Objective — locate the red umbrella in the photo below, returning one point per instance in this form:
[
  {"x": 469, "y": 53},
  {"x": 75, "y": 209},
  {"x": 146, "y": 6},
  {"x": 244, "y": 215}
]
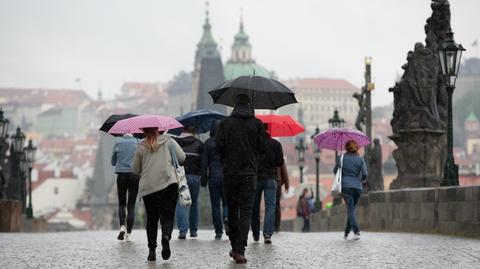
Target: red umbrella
[{"x": 281, "y": 125}]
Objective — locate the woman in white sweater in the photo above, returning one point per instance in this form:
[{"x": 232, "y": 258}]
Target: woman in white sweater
[{"x": 157, "y": 186}]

+-------+

### Problem to solve
Copy out every line of both items above verbatim, leaving out the pictures.

### Solution to this problem
Objective — locate the red umbrella in the photo below, returning one point per instance in this form:
[
  {"x": 469, "y": 53},
  {"x": 75, "y": 209},
  {"x": 146, "y": 6},
  {"x": 244, "y": 215}
]
Target: red umbrella
[{"x": 281, "y": 125}]
Objective — locate the woman in white sweater in the photo above, returning one point per instance in this form:
[{"x": 232, "y": 258}]
Target: woman in white sweater
[{"x": 157, "y": 186}]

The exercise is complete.